>> Start

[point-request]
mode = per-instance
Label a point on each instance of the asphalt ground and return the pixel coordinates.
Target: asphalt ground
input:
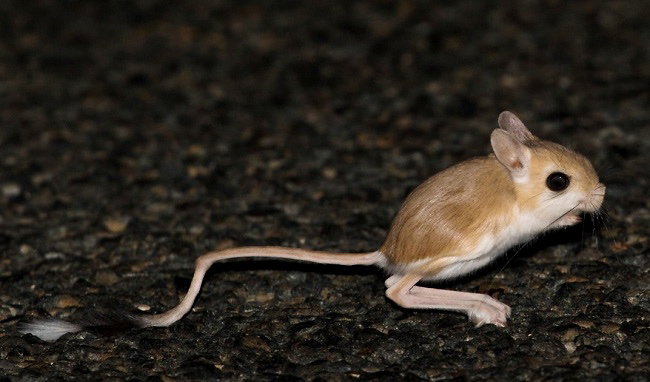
(136, 135)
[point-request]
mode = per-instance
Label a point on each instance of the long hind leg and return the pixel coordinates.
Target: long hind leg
(481, 309)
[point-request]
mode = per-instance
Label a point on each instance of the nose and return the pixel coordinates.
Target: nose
(597, 196)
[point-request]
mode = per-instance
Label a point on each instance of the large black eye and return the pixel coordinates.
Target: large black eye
(557, 181)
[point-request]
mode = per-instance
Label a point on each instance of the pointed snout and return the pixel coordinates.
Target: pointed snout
(594, 200)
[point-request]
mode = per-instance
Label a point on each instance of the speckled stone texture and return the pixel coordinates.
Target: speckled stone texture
(136, 135)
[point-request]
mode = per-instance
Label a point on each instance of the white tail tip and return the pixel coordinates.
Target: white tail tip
(49, 329)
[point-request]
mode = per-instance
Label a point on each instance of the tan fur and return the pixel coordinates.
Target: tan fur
(455, 222)
(443, 217)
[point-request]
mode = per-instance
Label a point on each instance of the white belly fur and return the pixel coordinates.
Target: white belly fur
(483, 253)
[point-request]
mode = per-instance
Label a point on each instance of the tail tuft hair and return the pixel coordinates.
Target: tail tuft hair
(105, 322)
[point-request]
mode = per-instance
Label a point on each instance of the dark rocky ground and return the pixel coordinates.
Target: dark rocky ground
(135, 136)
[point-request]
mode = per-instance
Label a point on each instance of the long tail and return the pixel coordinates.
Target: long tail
(52, 329)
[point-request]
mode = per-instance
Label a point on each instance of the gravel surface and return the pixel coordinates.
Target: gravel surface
(136, 135)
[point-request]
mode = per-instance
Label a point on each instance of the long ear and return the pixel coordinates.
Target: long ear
(510, 123)
(513, 154)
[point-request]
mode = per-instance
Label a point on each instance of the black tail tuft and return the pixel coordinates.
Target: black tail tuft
(102, 321)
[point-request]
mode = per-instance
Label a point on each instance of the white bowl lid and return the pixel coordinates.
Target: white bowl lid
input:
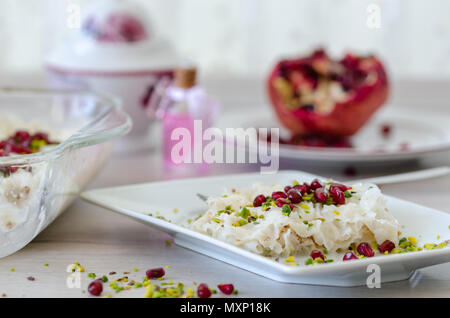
(115, 37)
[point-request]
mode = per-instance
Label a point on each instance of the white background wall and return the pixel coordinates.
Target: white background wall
(244, 37)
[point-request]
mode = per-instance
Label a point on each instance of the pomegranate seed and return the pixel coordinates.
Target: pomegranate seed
(259, 200)
(155, 273)
(95, 288)
(280, 202)
(386, 246)
(315, 184)
(365, 249)
(338, 195)
(287, 188)
(320, 195)
(350, 171)
(41, 136)
(340, 186)
(404, 146)
(227, 289)
(278, 195)
(349, 256)
(203, 291)
(302, 188)
(21, 135)
(294, 196)
(386, 130)
(316, 253)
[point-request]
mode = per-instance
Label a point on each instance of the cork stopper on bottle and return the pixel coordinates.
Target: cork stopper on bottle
(185, 77)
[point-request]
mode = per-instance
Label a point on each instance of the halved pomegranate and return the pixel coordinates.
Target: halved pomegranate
(316, 95)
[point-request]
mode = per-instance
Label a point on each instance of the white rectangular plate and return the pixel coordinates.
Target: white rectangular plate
(177, 201)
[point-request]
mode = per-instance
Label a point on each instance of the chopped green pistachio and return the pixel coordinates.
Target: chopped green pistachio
(216, 220)
(244, 212)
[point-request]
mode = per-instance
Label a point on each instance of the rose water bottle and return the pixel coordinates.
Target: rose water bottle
(186, 110)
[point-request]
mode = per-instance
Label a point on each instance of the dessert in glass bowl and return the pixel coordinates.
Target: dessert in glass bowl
(52, 143)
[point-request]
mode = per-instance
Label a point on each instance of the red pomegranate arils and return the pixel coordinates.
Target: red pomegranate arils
(294, 196)
(316, 253)
(302, 188)
(95, 288)
(315, 184)
(386, 246)
(337, 194)
(203, 291)
(278, 195)
(259, 200)
(365, 249)
(320, 195)
(349, 256)
(280, 202)
(287, 188)
(155, 273)
(386, 130)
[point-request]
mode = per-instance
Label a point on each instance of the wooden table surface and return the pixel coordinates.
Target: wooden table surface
(104, 242)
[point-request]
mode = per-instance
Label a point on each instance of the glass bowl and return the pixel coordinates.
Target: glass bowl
(47, 182)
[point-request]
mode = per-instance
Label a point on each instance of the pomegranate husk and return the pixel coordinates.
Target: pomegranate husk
(344, 120)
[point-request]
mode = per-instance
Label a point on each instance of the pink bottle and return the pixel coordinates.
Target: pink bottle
(182, 107)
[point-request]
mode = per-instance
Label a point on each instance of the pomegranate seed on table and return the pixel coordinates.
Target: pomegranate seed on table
(365, 249)
(280, 202)
(278, 195)
(95, 288)
(337, 194)
(287, 188)
(303, 188)
(340, 186)
(349, 256)
(320, 195)
(259, 200)
(386, 130)
(21, 135)
(350, 171)
(386, 246)
(203, 291)
(315, 184)
(316, 254)
(155, 273)
(294, 196)
(227, 289)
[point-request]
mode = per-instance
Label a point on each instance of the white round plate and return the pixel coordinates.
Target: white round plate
(413, 135)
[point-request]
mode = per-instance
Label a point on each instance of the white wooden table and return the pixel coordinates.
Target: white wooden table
(104, 242)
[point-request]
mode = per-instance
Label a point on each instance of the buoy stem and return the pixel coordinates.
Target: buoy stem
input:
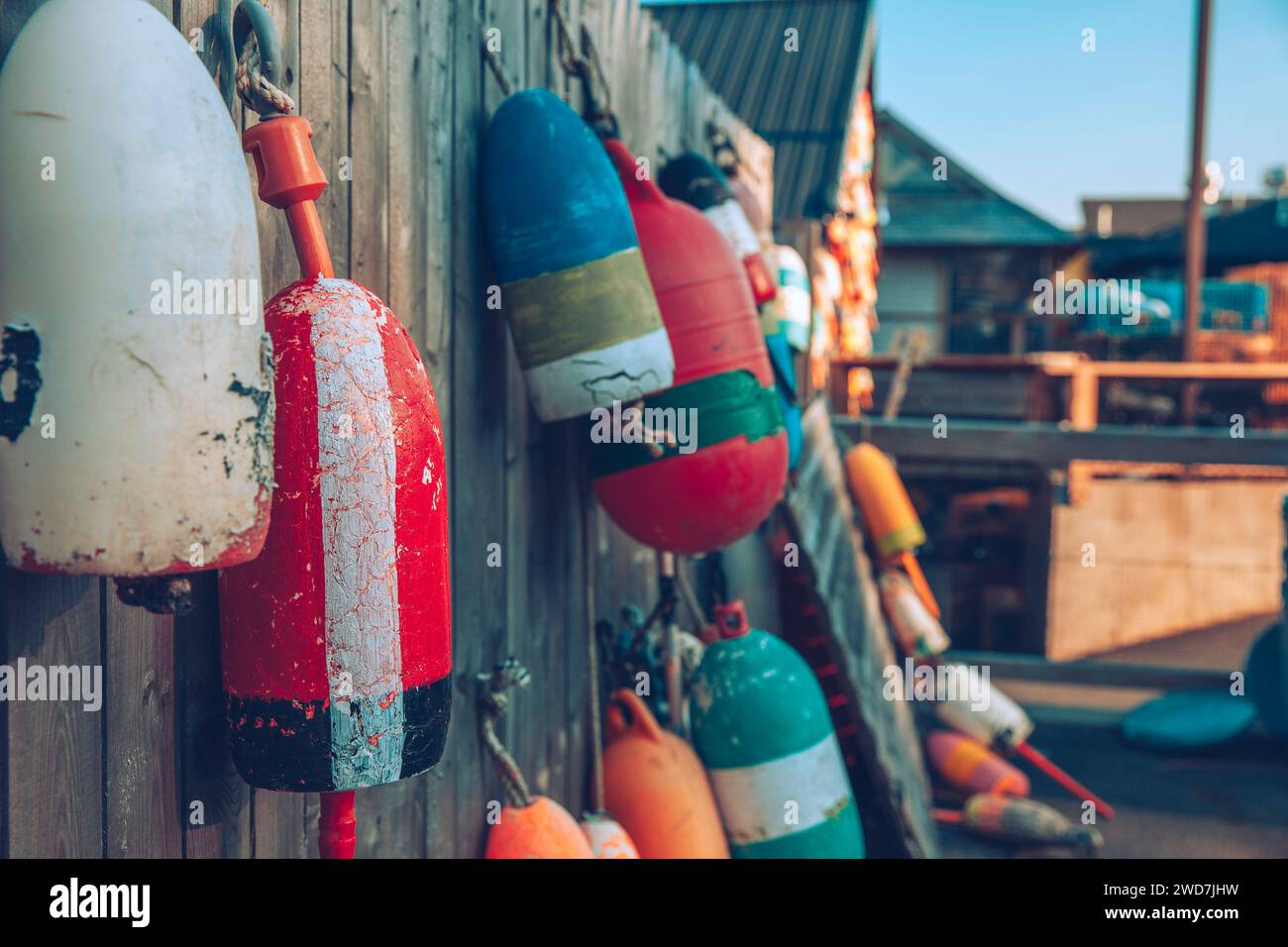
(309, 240)
(338, 826)
(1076, 789)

>> End

▸ **Task requirements**: List every line of the records that contains the string "snout". Case counts.

▸ **Solution for this task**:
Label a point on each instance of the pointed snout and return the pixel coordinates.
Target: pointed snout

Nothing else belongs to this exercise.